Required tasks —
1. From the passage about watching the morning news, list each of the bad events the news is said to focus on.
2. Write what comes next in the passage about watching the morning news, starting after its final sentence.

Text passage —
There is something wrong with the satellite TV connection in my BBC room.  I mention this because I have been unable to watch the news in the mornings on my favorite news channel, HLN.  Every morning at 5:30, I fix myself a cup of coffee and a strawberry Poptart then settle into my old comfy chair—the one with one broken leg that is up on a couple of bricks—and watch the news on HLN.  It is a morning ritual that is near and dear to my heart.

I have tried to figure out the reason for the blank screen, tracing wires, unplugging and plugging in cords, all to no avail.   The TV works on the video feed and on the Netflix feed, but not on the satellite feed.  I spent a few mornings watching TV in the living room, but it’s just not the same.  Like Sheldon Cooper, I have my spot, and no other spot will do.

I watch the news, I have a habit of calling some of the people idiots, ignorant or insane.  I say things like, “Unbelievable” or “That’s crazy” or “Are you really going to go there?”  By and large, however, I am able to disconnect from the news clamor once I turn off the TV then I get on with my day.  My daughter has a hard time doing that.  

We had dinner together one night last week, and we watched the evening news together.  The news that evening consisted mainly of the he-said/she-said hoopla on the Supreme Court nomination.

“Mom, I have gotten to the point that I can barely watch the news anymore,” she said.  “It makes me so discouraged that I don’t even want to live in this country sometimes.”

“You have to remember,” I said, “that the news is not this country.”  

The news focuses on what is going wrong in this country: hurricanes, floods, tornadoes, fire, assault, murder and theft.  Those things do happen, but most of us don’t experience those things on a daily basis.  The news makes us feel, however, that all of those things are eminent and one or all of them are going to get us as soon as we step out the back door.

Supplied entries —
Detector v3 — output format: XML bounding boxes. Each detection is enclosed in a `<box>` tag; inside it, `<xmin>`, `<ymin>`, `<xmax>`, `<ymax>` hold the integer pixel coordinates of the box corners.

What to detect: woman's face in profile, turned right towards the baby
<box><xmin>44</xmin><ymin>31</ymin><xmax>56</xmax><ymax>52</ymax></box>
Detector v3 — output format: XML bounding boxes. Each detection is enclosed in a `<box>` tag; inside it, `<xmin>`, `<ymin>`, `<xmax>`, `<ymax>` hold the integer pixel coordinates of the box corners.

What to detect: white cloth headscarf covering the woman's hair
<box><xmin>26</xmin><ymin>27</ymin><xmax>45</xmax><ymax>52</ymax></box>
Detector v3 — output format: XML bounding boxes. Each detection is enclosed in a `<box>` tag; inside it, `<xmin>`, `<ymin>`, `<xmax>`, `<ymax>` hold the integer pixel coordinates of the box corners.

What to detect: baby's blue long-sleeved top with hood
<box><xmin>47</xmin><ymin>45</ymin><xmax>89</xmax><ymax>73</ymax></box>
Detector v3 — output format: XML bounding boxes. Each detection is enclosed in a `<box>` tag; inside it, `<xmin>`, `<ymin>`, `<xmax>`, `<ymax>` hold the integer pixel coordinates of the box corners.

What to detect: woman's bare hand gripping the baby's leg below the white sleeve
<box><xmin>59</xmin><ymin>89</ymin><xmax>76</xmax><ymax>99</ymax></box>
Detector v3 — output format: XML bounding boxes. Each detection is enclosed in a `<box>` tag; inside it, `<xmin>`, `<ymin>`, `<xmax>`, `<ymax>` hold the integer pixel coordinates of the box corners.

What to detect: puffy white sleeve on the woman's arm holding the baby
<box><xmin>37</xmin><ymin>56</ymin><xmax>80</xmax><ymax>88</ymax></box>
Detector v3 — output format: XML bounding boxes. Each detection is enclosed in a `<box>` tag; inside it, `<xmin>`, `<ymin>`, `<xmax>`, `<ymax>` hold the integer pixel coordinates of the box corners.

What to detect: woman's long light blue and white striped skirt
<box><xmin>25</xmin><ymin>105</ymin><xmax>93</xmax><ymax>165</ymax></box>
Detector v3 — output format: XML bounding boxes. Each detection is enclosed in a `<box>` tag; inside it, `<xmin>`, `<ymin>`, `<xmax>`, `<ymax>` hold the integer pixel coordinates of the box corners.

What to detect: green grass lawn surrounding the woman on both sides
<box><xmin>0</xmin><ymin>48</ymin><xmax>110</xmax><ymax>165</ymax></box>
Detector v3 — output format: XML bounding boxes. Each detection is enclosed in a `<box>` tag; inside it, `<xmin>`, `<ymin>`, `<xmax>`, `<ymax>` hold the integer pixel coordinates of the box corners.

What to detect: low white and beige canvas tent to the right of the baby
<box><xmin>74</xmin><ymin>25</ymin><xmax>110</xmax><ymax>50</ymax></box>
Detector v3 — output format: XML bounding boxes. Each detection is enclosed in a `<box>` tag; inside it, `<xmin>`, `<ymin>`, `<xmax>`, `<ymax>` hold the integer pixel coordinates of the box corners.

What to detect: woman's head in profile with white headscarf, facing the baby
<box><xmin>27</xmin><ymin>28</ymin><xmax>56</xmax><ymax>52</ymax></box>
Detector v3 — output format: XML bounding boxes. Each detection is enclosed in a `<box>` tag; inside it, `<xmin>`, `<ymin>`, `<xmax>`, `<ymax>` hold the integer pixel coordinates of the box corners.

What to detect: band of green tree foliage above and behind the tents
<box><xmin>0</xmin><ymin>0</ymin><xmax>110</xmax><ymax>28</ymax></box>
...
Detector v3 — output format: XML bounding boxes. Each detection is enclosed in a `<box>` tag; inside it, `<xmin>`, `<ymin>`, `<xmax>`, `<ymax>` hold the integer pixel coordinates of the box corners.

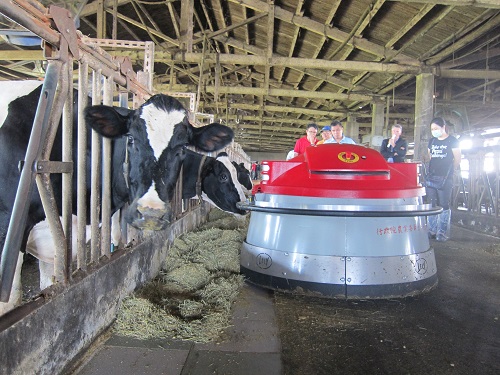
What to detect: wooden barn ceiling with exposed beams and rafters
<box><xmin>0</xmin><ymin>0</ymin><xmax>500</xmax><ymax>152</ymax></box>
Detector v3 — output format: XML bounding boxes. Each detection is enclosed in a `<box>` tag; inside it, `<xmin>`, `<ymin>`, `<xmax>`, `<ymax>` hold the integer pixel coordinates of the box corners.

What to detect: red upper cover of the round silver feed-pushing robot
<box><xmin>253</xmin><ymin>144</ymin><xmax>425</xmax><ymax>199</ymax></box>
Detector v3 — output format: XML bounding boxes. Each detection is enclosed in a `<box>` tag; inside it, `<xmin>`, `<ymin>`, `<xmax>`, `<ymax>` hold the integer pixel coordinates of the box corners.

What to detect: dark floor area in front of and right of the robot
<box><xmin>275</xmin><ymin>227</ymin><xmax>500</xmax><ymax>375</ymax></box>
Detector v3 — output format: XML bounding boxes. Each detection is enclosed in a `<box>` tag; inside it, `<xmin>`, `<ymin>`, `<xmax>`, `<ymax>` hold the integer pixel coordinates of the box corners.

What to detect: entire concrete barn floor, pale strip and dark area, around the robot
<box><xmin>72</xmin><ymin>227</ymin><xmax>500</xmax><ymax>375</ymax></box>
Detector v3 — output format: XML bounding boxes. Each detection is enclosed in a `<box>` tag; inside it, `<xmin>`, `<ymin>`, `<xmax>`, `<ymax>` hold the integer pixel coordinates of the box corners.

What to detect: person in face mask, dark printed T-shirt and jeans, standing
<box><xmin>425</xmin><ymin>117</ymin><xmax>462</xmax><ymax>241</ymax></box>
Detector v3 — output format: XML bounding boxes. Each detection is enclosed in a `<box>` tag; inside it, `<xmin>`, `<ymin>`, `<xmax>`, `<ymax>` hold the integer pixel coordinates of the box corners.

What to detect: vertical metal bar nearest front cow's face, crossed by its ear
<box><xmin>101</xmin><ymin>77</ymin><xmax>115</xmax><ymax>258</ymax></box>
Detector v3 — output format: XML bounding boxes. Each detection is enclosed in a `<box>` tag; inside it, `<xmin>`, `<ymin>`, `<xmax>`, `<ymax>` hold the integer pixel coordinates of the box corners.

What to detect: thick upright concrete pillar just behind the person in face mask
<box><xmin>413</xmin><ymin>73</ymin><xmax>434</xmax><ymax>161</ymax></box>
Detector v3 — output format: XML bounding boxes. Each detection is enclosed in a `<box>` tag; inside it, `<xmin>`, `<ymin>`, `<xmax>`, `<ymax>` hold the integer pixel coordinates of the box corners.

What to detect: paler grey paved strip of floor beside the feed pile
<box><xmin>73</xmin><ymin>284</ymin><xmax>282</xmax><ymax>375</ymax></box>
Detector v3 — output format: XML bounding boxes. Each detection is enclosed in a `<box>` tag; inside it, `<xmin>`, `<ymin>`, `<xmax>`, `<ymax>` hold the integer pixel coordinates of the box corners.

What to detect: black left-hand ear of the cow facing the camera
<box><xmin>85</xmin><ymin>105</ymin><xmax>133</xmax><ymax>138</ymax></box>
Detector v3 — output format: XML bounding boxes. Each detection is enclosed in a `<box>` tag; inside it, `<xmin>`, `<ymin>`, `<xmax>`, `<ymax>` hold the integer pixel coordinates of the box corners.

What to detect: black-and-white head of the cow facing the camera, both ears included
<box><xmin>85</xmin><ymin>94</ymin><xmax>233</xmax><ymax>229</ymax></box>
---
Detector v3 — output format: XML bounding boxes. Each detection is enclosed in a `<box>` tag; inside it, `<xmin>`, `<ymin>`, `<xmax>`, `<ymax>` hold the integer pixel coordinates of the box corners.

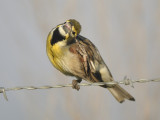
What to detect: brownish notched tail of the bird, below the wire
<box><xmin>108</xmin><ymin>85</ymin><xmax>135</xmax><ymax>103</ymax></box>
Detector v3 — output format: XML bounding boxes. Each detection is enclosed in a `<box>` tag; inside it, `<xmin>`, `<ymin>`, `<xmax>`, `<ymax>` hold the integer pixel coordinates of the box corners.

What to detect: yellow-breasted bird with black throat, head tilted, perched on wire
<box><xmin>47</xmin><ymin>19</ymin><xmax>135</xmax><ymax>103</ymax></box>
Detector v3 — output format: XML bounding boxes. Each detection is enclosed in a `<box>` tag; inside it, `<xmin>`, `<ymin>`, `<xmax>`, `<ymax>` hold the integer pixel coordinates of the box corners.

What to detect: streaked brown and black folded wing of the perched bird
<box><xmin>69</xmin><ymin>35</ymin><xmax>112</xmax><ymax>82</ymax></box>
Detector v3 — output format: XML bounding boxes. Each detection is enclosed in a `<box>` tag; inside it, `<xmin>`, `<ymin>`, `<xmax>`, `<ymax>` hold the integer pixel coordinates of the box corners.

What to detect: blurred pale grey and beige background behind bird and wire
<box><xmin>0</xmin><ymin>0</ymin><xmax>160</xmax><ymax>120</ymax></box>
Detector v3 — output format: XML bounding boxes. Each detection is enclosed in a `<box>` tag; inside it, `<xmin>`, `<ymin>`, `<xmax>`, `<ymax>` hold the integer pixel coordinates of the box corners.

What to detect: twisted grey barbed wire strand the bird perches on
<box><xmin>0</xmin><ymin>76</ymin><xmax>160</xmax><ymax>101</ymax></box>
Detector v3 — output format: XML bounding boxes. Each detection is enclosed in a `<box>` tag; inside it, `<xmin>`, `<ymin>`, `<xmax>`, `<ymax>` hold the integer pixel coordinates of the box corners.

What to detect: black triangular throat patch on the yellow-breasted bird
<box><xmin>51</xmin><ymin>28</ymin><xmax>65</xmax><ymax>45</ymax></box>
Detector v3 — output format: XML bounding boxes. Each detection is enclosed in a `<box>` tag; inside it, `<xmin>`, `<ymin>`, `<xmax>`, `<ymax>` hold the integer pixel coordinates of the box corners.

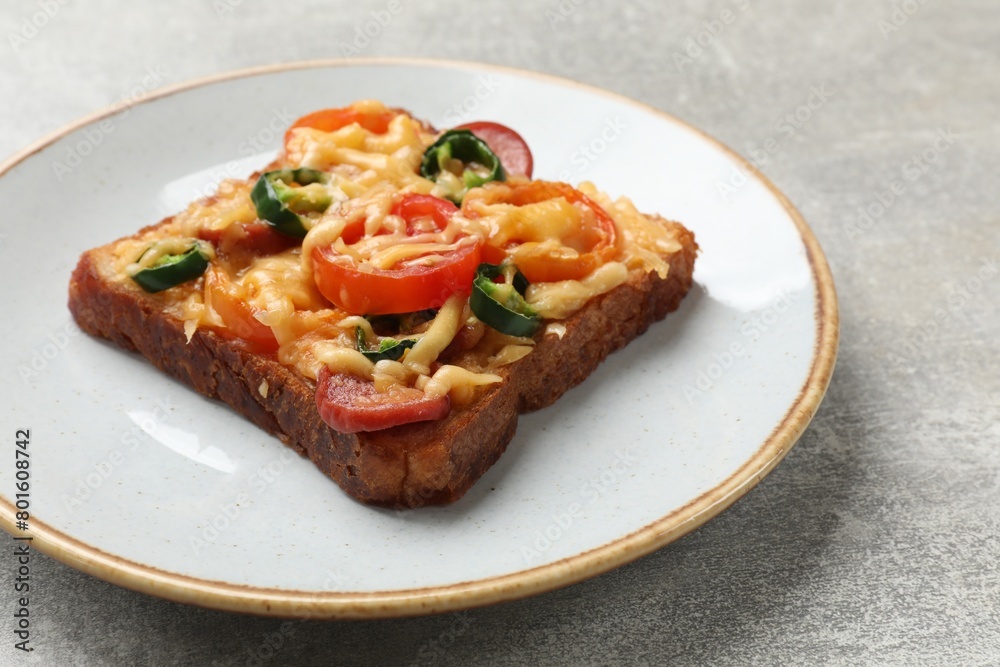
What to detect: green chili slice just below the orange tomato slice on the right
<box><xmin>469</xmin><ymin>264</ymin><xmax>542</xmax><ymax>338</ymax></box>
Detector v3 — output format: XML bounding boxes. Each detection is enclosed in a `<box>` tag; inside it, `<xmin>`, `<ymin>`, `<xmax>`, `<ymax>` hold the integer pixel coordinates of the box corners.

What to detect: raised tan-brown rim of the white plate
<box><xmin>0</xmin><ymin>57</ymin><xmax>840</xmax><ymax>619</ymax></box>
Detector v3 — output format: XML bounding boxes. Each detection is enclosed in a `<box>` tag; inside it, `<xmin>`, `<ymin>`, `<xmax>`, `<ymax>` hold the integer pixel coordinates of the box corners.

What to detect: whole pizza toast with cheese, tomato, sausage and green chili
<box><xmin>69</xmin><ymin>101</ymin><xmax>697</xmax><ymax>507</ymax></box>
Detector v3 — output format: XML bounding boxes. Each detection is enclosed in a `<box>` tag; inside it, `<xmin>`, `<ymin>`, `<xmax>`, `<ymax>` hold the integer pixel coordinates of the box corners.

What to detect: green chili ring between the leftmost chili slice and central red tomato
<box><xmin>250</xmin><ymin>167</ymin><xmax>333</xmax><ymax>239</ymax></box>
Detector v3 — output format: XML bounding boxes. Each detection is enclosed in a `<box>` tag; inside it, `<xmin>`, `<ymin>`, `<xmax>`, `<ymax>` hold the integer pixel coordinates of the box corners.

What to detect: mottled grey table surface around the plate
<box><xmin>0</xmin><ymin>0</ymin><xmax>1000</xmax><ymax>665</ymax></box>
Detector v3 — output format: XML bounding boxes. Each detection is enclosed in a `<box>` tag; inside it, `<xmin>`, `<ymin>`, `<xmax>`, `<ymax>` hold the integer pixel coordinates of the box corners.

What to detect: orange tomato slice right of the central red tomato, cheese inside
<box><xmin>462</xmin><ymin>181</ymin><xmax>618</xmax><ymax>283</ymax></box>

Numbered responses —
1. hurricanes, floods, tornadoes, fire, assault, murder, theft

2.
There are approximately 327 million people in this country, and many of us are trying to help one another and make our little corner of the world a better place.  I have gained this fresh perspective, since I lost the satellite feed on the TV in my BBC room.  I have been forced to watch educational channels like KET and WKU. 

 I have watched shows about people helping each other in this country and shows about people in this country helping people in other countries.  I have watched people raise crops and form co-ops that help provide health care and education for their communities.  I’ve watched people hunt and fish together and build furniture together and plant flowers together and teach others how to sew and cook.  I’ve gotten a good doseof who we really are.

We are not the news and we are not the 536 people quarrelling with each other in the play pen on Capitol Hill.  We face natural disasters together by helping each other through those hard times.  We are not murders and thieves and terrorists.  We are Americans.  We are US.  And by God’s grace we will always be.

Still, I really wish I could figure out how to get the satellite feed back onto my TV in the BBC room.